:: What is expected ::
Write out every record below exactly as it appears, omitting the pictures.

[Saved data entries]
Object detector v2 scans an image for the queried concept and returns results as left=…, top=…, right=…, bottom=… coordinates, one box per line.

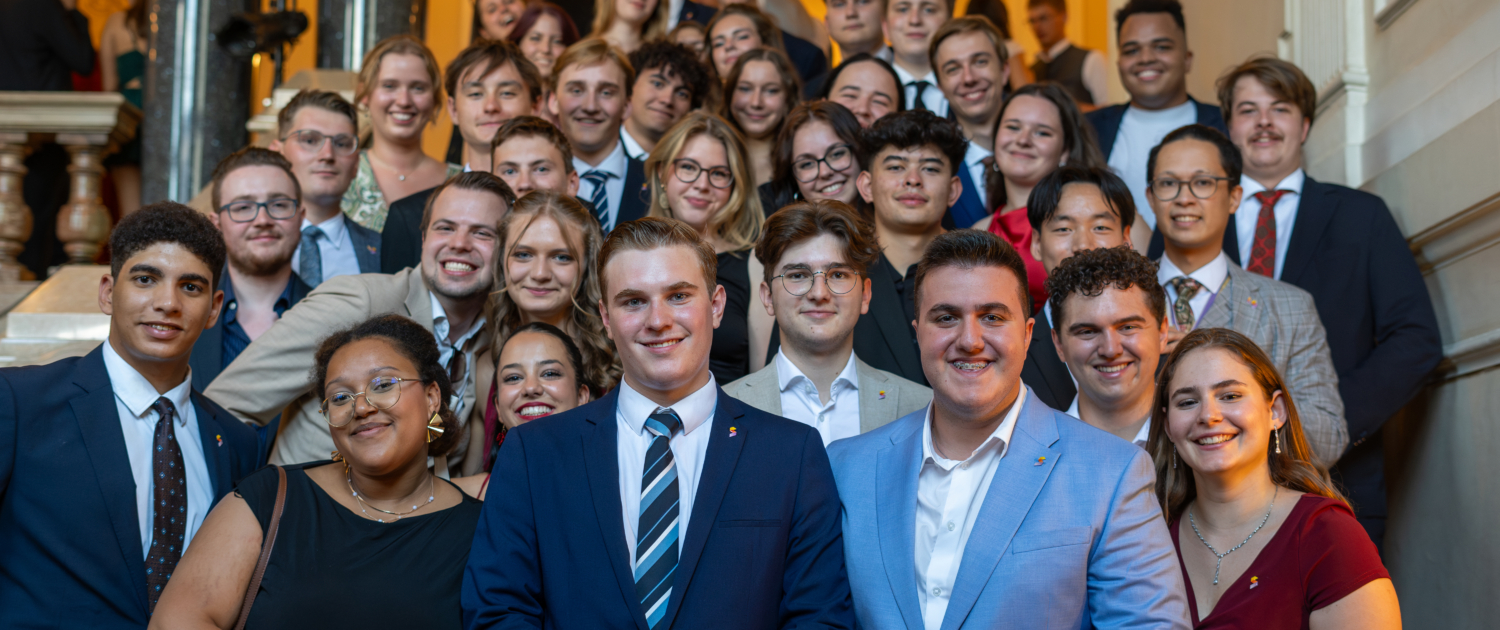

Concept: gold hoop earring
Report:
left=330, top=450, right=343, bottom=462
left=427, top=412, right=445, bottom=444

:: Solved problem ::
Object detector v2 scans an image for the queried concept and returns results as left=…, top=…, right=…, bottom=… coordinates, one box per line.


Concept: gold hoop earring
Report:
left=330, top=450, right=343, bottom=462
left=427, top=412, right=445, bottom=444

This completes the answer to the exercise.